(Referring expression data)
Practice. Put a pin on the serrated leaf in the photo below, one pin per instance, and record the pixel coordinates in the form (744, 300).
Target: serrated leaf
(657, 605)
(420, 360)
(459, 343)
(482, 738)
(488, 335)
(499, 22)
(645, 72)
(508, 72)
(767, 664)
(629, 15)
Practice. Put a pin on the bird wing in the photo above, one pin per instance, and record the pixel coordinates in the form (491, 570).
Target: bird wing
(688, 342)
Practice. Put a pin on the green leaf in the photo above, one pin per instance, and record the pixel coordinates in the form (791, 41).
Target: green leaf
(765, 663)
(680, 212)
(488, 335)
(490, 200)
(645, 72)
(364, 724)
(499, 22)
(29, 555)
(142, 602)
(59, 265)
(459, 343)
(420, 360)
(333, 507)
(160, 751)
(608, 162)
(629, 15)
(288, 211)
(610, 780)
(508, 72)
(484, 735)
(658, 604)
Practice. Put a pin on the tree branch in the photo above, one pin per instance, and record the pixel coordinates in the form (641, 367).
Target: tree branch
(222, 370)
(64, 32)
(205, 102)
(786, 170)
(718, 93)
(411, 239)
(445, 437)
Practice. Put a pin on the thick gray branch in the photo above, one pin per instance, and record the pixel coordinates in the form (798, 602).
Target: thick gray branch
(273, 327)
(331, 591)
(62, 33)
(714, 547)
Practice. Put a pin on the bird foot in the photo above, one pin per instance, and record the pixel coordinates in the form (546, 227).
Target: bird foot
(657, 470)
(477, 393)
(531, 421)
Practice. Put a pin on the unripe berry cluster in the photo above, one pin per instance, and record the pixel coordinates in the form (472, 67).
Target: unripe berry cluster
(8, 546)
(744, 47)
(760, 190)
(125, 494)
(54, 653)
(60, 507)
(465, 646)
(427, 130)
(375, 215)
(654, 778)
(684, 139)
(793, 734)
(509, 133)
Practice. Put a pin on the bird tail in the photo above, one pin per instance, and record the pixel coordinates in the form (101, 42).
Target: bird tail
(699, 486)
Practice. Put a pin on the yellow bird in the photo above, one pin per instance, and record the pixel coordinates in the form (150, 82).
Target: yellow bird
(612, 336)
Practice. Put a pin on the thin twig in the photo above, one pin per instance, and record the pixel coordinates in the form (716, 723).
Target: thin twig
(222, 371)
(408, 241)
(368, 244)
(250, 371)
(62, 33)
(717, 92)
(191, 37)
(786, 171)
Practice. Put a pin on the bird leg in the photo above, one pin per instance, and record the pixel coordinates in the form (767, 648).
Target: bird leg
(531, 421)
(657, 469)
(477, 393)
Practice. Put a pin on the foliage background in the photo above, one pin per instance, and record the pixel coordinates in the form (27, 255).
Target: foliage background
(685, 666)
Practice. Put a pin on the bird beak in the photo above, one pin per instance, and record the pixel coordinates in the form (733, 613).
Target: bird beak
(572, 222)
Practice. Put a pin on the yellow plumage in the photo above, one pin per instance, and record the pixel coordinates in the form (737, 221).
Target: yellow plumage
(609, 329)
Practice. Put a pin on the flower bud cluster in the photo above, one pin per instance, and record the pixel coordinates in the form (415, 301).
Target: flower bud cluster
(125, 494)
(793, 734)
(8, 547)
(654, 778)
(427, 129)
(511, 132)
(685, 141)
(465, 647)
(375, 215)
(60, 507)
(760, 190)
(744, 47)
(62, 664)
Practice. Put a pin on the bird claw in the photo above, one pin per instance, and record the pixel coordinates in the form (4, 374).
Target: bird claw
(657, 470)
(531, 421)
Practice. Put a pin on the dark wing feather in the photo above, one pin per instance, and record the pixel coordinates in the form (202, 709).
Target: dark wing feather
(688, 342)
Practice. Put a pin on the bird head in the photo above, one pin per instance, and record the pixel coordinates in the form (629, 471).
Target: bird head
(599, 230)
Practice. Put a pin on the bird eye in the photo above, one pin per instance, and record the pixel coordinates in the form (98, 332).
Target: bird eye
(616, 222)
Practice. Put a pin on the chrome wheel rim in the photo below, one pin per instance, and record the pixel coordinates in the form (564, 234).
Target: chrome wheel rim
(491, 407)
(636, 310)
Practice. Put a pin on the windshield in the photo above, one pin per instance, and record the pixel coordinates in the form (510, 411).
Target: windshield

= Goal of the exercise =
Pull every line holding "windshield" out of the records.

= Task result =
Practice. Put a pin on the windshield in the photo above, one pin per instance, and record the pixel coordinates in the form (510, 411).
Target: windshield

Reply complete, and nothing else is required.